We love Hapuna.  Within the past few years they have started charging for parking ($5.00) but it's obvious they are using the money to maintain the area.

You can also go to the beach at the Mauna Kea hotel, which is a little farther north.  However parking there is even more limited.


----------



## geist1223 (Jul 11, 2017)

For those that are physically capable swimming with the Manta Rays at night is awesome.  It does not involve much swimming about 10 yards from the boat to the Float you hang onto. It is at Keauhou Bay. We used Sea Quest. They also offer several snorkeling trips. South Point is about a 2 hour drive from Waikoloa Village. You can stop and tour the Greenwell Farms Coffee along the way.

If anyone in the group is retired military, active military, or in the Reserves you could try and get Reservations at KMC inside Volcano National Park. That way you do not have to try and drive over and back in one day.


----------



## 2disneydads (Jul 11, 2017)

For something a little different and not too strenuous, consider a visit to the seahorse farm/center near the airport down the highway from Waikoloa.  It was really interesting - you'll learn a lot about seahorses.  You'll mainly have time to watch these beautiful creatures in a way that is not threatening to them.


----------



## daventrina (Jul 13, 2017)

geist1223 said:


> For those that are physically capable swimming with the Manta Rays at night is awesome.  It does not involve much swimming about 10 yards from the boat to the Float you hang onto. It is at Keauhou Bay. We used Sea Quest.



We'd go to Manta Heaven instead. It's closer and we think a much better site (It is right at the airport and boats leave from the harbor nearby). We've used Kona Honu Divers and Big Island Divers and had a blast all three dives. The last time we were there we had 29 mantas show up.

Here is the video from that dive:





The dive is set up like a campfire with lights in the center of the circle on the bottom. In the center on the top there is another set of lights pointing down. The divers point their lights up and snorkelers point their lights down creating an envelope of light where the mantas swim scooping up their dinner.  Divers will do a dusk dive to Garden Eel Cove to check out the campfire for the manta dive and to see the garden eels. It's about a 70 dive for around 40 minutes. THe manta dive is not deep around 35 feet our last one was about 50 minutes.

An amazing experience. Before booking it, check with the dive operators to see how the dives have been going (how many have been showing up).

=== Rows ===

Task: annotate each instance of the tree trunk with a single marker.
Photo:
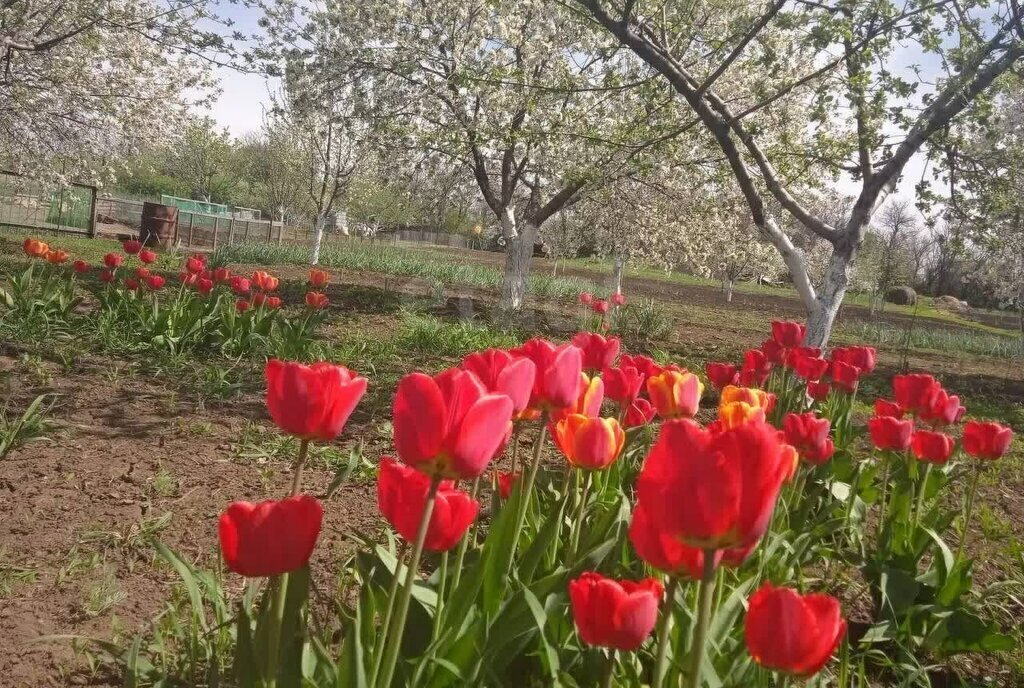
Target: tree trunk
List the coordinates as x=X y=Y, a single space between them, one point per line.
x=518 y=252
x=317 y=239
x=617 y=264
x=821 y=313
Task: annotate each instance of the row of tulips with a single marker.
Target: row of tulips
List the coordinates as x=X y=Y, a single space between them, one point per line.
x=211 y=307
x=700 y=501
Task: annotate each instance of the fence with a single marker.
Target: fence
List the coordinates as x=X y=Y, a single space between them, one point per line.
x=26 y=204
x=31 y=205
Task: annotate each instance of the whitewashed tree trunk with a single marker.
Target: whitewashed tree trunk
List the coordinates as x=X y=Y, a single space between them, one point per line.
x=617 y=264
x=821 y=313
x=518 y=252
x=317 y=239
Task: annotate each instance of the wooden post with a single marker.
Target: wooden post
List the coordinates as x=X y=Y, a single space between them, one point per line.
x=92 y=212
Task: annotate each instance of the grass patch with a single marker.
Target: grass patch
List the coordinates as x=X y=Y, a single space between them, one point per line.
x=398 y=261
x=427 y=334
x=932 y=339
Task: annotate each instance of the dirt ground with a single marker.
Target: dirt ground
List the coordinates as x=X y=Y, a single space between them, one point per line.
x=133 y=455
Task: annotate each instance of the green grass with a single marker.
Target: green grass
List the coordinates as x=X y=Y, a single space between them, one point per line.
x=398 y=261
x=924 y=338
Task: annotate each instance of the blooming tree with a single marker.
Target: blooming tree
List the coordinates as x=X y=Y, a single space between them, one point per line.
x=517 y=93
x=868 y=117
x=86 y=83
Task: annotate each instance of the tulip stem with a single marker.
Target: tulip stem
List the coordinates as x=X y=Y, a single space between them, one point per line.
x=386 y=624
x=662 y=664
x=922 y=488
x=440 y=595
x=280 y=597
x=578 y=521
x=969 y=510
x=466 y=540
x=401 y=610
x=609 y=670
x=527 y=486
x=702 y=618
x=300 y=463
x=883 y=507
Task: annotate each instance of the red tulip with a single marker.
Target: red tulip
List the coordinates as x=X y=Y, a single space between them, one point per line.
x=588 y=402
x=264 y=281
x=195 y=264
x=986 y=440
x=787 y=334
x=808 y=368
x=35 y=248
x=722 y=375
x=890 y=433
x=401 y=496
x=818 y=390
x=316 y=300
x=845 y=376
x=941 y=410
x=809 y=434
x=756 y=369
x=502 y=373
x=931 y=446
x=311 y=401
x=913 y=391
x=449 y=425
x=506 y=480
x=614 y=613
x=598 y=351
x=318 y=278
x=241 y=286
x=887 y=407
x=714 y=489
x=862 y=357
x=663 y=551
x=622 y=384
x=593 y=443
x=269 y=538
x=558 y=371
x=675 y=394
x=641 y=412
x=793 y=633
x=774 y=352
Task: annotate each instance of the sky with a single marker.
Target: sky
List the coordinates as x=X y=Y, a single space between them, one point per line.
x=244 y=97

=== What you have to do ===
Reproduce the portion of the Big Island travel thread that begins with "We love Hapuna." and ends with "even more limited.", keeping every word unchanged.

=== Result of this exercise ===
We love Hapuna.  Within the past few years they have started charging for parking ($5.00) but it's obvious they are using the money to maintain the area.

You can also go to the beach at the Mauna Kea hotel, which is a little farther north.  However parking there is even more limited.